(Text under study Opens)

We all owe a significant debt to a large community of supporters whose contributions to our lives have been the bricks on the road to who we are now. Some of these impacts are massive, others edge us forward. Some come from the people who know us well others from random collisions. And some of our most important directional changes were at the hands people we'll never really meet. We become like the people we choose to connect with daily. Choose wisely.

The first book I encountered when I started ice climbing was "Climbing Ice" by Yvon Chouinard. There are two paragraphs at the start of chapter 10 that are the main reason I became an ice climber, industrial designer and impact entrepreneur. I've not yet met the man and only know him through what we writes and what other others have written about them. He's at the top of my must-meet list.

And now in the words of Yvon Chouinard...

The Challenge

We are Homo sapiens, the tool users. We earn the name by developing tools to increase our leverage on the world around us, and with this increased technological leverage comes a growing sense of power. This position of advantage which protects us from wild nature we call civilization. Our security increases as we apply more leverage, but along with it we notice a growing isolation from the earth. We crowd into cities which shut out the rhythms of the the planet–day break, high tide, wispy cirrus high overhead yelling storm tomorrow, moonrise, Orion going south for the winter. Perceptions dull and we come to accept of blunting of feeling in the shadow of security. Drunk with power, I find that I am out of my senses. I, tool man, long for immediacy of contact to brighten my senses again, to bring me nearer the world once more; in my security I have forgotten how to dance.

So in reaction, we set sail on the wide sea without motors in hopes of feeling the wind; we leave the Land Rover behind as we seek the desert to know the sun, searching for a remembered bright world. Paddling out again, we turn to ride the shore break landward, walking on the waves, the smell of wildflowers meeting us on the off-shore breeze. In the process we find not what our tools can do for us but what we are capable of feeling without them, of knowing directly. We learn how far unaided effort can take us into the improbable world. Choosing to play this game in the vertical dimensions of what is left of wild nature makes us climbers. Only from the extreme of comfort and leisure do we return willingly. Climbing is a symptom off post-industrial man.

Yvon Chouinard founded Patagonia, the Ventura-based maker of outdoor clothing. I think YC can lay a credible claim to inventing the concept of impact entrepreneurship and the impact venture: any leader and team building a business that not only does well financially but becomes a steward of the community and the environment: "there is no business to be done on a dead planet."

I'd add a fourth bottom line to the economic, ecological and social: the personal. YC taught me that a person who does not live life in a sustainable way will probably not do business in a sustainable way.

(Text under study Closes)
(Records provided Opens)

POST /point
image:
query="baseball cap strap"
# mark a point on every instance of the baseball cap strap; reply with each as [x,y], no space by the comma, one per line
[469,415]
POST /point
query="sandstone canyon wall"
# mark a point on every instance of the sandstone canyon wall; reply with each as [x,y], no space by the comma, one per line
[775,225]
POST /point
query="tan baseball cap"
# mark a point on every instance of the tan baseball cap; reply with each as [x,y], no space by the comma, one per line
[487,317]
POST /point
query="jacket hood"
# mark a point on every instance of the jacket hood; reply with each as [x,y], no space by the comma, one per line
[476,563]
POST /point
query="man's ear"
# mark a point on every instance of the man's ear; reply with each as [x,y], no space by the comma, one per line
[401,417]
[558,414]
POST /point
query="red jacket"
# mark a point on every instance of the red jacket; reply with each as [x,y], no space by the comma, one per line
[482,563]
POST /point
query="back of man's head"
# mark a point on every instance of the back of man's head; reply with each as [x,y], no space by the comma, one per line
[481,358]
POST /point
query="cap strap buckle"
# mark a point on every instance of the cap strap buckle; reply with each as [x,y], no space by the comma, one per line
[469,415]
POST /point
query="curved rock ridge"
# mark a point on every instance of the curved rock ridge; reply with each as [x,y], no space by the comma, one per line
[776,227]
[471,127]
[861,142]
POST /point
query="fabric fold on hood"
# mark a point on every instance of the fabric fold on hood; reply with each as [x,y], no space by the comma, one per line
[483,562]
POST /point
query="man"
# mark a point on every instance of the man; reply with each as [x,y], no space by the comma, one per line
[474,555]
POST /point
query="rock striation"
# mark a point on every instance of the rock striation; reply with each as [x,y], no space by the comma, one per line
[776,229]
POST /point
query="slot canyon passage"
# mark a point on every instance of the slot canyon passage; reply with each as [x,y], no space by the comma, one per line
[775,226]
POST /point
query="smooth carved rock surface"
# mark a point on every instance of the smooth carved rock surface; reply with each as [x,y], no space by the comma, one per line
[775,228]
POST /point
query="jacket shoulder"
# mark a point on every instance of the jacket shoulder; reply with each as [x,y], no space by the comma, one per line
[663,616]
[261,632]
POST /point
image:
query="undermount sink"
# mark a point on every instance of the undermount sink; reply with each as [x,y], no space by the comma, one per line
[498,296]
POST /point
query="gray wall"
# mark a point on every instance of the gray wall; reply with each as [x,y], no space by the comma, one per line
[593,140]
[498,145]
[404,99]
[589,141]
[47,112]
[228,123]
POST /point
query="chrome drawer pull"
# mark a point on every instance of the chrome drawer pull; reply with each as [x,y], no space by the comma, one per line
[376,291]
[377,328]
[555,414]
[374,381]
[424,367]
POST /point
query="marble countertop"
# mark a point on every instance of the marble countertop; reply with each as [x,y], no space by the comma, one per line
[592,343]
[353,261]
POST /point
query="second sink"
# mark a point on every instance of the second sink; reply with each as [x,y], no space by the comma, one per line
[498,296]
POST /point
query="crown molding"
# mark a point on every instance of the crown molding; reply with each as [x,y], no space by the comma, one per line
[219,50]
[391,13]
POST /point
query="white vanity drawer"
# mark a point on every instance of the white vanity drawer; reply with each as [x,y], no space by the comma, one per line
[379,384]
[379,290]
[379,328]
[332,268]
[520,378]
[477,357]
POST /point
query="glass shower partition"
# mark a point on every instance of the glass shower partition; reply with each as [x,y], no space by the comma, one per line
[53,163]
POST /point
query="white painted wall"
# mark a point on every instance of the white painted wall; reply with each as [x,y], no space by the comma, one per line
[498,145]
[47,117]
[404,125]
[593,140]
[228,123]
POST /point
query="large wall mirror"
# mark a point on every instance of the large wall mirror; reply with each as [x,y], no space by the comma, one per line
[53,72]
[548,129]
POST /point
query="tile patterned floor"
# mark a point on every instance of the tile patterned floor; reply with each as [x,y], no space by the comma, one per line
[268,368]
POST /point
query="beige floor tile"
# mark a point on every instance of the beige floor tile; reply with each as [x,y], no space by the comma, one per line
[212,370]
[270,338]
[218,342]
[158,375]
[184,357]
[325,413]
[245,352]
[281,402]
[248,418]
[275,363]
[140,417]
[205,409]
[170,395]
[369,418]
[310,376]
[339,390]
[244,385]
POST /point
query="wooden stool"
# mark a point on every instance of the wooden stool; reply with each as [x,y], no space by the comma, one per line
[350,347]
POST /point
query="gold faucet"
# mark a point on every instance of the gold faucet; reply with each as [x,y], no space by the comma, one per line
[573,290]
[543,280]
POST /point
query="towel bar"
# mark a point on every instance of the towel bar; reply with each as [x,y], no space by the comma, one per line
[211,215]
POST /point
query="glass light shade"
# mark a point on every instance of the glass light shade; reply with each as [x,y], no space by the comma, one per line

(Records provided Closes)

#### [Task list]
(1) Rewrite the essay on climbing from "So in reaction, we" to "off post-industrial man.", replacing "Land Rover" with "pickup truck".
(2) Answer these questions using the essay on climbing:
(a) What was the first book the writer encountered on starting ice climbing?
(b) What company did Yvon Chouinard found?
(c) What fourth bottom line does the writer add to the economic, ecological and social?

#### [Answers provided]
(1)
So in reaction, we set sail on the wide sea without motors in hopes of feeling the wind; we leave the pickup truck behind as we seek the desert to know the sun, searching for a remembered bright world. Paddling out again, we turn to ride the shore break landward, walking on the waves, the smell of wildflowers meeting us on the off-shore breeze. In the process we find not what our tools can do for us but what we are capable of feeling without them, of knowing directly. We learn how far unaided effort can take us into the improbable world. Choosing to play this game in the vertical dimensions of what is left of wild nature makes us climbers. Only from the extreme of comfort and leisure do we return willingly. Climbing is a symptom off post-industrial man.

(2)
(a) "Climbing Ice" by Yvon Chouinard
(b) Patagonia, the Ventura-based maker of outdoor clothing
(c) The personal